Segmentation mask data
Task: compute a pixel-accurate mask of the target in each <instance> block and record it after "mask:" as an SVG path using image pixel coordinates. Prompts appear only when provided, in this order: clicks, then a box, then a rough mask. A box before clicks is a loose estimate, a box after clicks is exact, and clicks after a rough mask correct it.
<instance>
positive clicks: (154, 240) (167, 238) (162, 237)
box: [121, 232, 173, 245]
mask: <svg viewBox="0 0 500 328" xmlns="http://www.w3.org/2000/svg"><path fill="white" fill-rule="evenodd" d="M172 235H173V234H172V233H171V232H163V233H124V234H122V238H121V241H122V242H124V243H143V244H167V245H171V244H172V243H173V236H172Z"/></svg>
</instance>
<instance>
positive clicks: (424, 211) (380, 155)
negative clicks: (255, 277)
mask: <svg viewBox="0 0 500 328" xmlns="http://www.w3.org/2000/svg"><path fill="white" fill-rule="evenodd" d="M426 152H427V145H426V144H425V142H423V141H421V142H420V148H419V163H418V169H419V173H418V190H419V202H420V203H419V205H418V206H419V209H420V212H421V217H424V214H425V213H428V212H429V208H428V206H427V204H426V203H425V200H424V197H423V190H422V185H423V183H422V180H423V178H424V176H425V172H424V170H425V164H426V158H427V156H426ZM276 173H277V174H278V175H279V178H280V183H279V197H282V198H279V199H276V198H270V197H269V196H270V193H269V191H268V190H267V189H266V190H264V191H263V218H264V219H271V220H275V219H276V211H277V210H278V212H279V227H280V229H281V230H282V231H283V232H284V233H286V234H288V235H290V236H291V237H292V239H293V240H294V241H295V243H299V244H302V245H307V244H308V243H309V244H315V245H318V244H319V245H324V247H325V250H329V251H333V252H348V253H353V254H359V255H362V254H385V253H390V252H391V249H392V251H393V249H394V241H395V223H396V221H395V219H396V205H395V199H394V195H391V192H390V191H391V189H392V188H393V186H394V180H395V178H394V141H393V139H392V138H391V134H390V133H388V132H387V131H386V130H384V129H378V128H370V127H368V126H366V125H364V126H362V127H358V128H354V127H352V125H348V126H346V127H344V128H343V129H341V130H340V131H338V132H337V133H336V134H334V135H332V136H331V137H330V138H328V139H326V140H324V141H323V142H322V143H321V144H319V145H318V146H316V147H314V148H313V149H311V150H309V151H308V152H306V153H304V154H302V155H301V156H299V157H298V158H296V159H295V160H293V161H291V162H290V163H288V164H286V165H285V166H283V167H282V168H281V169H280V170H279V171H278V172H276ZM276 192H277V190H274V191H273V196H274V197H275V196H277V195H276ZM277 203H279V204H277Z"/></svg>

Exercise
From the records given above, copy all lines containing "positive".

Response
positive clicks: (154, 240) (167, 238) (162, 237)
positive clicks: (424, 211) (380, 155)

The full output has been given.